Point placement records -
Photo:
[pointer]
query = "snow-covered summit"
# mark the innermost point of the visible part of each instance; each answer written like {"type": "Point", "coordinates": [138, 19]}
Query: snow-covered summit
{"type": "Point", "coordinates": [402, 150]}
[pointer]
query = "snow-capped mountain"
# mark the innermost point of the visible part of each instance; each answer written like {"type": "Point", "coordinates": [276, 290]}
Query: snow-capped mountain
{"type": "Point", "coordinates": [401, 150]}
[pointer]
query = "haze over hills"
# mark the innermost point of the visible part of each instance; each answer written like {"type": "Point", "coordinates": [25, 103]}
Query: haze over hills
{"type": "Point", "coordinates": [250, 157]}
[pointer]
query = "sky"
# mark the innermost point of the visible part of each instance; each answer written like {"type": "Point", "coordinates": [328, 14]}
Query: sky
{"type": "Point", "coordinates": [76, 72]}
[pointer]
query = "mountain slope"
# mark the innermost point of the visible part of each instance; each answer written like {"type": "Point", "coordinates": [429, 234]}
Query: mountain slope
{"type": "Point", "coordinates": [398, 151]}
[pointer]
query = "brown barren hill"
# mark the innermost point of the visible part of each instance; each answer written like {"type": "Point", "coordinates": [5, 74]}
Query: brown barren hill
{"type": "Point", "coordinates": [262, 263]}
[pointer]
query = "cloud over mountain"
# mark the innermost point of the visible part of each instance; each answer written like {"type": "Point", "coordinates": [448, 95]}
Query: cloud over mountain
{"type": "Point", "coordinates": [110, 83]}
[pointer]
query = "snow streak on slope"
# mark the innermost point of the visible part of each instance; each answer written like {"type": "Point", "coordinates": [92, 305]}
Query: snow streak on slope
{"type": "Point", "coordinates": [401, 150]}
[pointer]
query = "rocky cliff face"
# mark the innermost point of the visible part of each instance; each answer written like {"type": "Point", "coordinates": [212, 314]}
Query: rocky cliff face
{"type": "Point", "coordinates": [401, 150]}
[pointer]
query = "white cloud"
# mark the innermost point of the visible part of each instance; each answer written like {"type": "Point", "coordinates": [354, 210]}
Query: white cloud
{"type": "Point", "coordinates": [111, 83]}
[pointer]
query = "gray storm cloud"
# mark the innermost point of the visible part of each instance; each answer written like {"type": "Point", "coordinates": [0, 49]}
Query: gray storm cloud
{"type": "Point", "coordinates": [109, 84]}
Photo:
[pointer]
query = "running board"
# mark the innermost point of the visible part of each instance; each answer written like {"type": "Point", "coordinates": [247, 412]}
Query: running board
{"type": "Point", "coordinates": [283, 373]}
---
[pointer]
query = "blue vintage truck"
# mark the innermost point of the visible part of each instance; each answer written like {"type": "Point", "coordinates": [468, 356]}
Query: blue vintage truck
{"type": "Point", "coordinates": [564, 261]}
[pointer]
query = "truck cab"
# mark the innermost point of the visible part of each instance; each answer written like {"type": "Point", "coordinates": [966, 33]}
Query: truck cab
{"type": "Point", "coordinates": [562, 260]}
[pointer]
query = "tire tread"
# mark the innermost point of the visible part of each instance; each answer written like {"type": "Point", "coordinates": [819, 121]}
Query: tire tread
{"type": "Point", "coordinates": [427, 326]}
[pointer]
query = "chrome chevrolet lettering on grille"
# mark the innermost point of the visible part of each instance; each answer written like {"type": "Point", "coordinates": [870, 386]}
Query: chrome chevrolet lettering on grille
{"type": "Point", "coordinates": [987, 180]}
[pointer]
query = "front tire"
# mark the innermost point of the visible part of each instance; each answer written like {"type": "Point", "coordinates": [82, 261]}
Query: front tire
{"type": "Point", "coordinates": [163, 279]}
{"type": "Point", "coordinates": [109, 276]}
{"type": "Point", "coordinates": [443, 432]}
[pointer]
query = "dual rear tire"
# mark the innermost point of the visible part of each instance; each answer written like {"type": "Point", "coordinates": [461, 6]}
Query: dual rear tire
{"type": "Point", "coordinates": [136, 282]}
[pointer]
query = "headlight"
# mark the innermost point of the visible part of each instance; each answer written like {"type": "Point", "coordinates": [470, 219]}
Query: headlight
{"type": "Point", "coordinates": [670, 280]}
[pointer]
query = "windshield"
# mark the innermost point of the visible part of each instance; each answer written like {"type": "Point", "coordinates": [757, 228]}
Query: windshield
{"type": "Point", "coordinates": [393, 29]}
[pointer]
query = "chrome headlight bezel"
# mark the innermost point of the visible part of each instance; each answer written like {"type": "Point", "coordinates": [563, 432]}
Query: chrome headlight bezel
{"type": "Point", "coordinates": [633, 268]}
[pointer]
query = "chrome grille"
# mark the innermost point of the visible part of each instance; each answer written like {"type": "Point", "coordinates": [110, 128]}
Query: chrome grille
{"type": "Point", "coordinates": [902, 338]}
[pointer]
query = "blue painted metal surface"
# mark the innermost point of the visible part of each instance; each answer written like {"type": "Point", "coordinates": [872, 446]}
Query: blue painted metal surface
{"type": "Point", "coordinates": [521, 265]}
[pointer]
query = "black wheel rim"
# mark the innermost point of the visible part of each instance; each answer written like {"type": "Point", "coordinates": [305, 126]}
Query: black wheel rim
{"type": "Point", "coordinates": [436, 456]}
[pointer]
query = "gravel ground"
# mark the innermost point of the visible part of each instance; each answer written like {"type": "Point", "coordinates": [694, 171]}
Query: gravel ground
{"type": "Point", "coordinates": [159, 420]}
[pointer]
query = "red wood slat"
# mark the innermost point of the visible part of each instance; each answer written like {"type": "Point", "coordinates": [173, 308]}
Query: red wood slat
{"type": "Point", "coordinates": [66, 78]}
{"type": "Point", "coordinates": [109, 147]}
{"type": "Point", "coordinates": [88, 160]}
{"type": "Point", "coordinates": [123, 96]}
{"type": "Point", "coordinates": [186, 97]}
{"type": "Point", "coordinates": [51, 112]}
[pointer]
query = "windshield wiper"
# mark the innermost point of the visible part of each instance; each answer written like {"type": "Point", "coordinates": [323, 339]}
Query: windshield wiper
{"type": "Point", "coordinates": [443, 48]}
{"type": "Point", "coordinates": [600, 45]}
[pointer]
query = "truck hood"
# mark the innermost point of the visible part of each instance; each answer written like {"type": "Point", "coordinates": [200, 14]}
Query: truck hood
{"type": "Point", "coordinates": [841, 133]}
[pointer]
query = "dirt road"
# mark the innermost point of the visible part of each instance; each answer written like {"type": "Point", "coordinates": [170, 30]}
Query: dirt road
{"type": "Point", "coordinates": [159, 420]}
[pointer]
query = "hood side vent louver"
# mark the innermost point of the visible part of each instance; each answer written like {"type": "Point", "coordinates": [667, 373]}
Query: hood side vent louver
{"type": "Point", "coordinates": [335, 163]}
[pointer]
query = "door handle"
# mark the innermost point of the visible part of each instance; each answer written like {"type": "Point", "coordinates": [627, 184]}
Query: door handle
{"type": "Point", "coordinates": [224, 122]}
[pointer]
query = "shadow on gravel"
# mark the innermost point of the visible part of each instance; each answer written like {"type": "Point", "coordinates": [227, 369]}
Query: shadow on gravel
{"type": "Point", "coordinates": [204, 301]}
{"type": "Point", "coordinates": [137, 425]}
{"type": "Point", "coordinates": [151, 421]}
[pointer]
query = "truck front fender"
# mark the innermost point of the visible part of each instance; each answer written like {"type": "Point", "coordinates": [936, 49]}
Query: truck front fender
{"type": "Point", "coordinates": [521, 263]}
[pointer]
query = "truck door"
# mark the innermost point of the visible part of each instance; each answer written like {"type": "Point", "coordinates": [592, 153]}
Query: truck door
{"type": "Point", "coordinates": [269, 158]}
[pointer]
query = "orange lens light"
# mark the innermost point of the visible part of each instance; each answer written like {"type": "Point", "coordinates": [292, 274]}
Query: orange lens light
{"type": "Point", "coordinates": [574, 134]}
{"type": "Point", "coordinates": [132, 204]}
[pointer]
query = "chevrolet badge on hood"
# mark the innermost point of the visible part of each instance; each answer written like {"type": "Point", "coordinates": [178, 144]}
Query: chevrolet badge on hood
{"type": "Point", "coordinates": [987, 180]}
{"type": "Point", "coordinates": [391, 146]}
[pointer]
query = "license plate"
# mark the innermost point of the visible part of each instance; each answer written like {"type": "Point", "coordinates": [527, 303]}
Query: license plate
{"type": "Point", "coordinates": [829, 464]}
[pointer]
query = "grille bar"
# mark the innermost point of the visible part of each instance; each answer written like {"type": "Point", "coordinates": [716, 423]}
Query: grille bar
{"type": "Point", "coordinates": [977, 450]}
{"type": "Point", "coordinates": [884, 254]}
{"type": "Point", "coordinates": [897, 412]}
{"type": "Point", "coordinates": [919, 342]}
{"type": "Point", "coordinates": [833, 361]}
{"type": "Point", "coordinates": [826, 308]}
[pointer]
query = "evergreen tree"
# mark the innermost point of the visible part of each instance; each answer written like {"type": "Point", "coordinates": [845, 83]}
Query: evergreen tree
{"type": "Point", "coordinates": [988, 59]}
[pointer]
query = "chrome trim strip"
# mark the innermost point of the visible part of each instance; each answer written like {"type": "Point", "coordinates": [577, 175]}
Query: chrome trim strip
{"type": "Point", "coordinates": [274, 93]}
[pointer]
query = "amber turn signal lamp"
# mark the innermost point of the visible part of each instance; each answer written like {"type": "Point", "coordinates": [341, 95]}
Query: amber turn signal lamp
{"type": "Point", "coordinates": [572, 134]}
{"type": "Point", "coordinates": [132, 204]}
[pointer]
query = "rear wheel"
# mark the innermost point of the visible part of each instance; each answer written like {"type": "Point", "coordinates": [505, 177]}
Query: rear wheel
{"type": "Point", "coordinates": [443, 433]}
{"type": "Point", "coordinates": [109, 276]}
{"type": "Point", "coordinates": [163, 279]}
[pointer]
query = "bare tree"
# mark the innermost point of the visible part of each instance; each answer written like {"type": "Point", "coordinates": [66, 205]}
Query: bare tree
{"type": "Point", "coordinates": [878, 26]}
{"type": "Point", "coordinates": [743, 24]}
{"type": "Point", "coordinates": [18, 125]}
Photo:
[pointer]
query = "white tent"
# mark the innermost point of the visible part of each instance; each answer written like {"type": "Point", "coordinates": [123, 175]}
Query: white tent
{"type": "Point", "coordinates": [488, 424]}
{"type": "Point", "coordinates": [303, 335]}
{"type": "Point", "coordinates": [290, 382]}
--
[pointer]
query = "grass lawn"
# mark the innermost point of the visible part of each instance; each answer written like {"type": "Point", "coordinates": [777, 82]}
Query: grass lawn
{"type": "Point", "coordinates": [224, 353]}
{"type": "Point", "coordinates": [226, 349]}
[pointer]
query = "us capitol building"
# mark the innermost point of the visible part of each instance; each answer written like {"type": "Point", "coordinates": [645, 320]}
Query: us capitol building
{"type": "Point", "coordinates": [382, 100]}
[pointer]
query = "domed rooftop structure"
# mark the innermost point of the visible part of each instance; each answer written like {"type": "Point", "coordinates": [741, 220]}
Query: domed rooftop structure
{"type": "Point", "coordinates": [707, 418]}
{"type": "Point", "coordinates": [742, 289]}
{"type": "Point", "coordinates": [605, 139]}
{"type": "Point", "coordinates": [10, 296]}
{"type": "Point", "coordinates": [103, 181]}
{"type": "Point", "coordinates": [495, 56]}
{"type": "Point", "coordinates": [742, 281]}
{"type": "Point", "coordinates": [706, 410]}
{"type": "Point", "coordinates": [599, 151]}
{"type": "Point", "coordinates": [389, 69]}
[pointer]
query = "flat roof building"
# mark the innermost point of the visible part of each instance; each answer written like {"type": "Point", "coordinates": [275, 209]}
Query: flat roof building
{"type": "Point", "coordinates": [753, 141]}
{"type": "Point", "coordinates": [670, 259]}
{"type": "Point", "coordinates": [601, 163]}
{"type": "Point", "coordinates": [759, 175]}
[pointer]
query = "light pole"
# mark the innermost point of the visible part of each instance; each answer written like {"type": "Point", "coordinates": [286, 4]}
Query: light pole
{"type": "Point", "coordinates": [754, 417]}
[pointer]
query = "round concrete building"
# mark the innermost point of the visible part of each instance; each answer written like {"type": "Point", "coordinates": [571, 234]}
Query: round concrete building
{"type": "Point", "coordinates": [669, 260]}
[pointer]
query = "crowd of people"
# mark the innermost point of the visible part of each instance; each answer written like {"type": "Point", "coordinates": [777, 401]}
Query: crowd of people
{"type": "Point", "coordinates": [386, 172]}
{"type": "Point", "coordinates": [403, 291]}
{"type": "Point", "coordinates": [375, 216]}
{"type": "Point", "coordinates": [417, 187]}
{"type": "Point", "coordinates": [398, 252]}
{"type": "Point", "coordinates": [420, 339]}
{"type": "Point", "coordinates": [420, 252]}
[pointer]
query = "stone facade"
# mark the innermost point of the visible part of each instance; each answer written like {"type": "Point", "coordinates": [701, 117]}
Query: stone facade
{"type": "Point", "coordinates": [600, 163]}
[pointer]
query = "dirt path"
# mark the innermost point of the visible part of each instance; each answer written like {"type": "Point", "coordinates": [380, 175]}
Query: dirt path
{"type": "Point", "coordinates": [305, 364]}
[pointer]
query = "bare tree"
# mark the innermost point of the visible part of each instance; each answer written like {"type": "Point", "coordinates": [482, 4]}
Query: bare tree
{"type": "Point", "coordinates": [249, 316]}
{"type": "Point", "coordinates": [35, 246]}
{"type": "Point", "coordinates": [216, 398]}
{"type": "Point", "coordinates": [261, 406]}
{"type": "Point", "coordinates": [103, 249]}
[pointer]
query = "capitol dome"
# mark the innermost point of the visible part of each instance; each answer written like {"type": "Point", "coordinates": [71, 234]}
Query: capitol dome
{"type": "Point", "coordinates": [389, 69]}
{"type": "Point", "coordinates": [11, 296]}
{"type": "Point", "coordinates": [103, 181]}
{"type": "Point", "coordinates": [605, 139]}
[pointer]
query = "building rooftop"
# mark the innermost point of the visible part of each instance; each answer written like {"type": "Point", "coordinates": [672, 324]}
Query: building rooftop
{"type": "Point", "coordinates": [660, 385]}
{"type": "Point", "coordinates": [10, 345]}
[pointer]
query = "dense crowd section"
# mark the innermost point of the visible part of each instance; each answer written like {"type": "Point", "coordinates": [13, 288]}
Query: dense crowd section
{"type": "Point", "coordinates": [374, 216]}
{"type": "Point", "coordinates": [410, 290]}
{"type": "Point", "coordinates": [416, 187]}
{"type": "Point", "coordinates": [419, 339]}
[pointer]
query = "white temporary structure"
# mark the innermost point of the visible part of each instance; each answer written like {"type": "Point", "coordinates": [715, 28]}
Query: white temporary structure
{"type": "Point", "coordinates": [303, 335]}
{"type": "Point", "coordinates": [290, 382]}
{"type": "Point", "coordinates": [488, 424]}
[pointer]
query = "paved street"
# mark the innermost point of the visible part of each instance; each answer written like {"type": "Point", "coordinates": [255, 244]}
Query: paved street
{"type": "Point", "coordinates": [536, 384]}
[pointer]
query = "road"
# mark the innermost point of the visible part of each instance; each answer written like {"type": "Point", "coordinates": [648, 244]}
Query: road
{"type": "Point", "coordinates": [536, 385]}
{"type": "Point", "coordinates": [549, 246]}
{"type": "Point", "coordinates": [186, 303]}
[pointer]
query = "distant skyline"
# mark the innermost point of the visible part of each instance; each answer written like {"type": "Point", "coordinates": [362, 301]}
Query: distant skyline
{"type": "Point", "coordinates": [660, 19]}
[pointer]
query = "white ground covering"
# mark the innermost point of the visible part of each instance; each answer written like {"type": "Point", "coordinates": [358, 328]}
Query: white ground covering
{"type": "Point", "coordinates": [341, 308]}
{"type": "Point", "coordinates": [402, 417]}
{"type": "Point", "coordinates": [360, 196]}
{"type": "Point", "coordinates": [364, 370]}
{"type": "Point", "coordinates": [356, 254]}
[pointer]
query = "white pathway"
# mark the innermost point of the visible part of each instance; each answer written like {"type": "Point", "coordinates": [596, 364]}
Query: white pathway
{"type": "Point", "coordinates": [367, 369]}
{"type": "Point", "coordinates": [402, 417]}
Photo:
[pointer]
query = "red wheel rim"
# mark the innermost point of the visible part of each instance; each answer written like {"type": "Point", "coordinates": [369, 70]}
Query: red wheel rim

Exercise - Gather every line of the data above that contains the string "front", matching case exactly.

Result of the exercise -
query = "front tire"
Query: front tire
query = "truck front fender"
Query: truck front fender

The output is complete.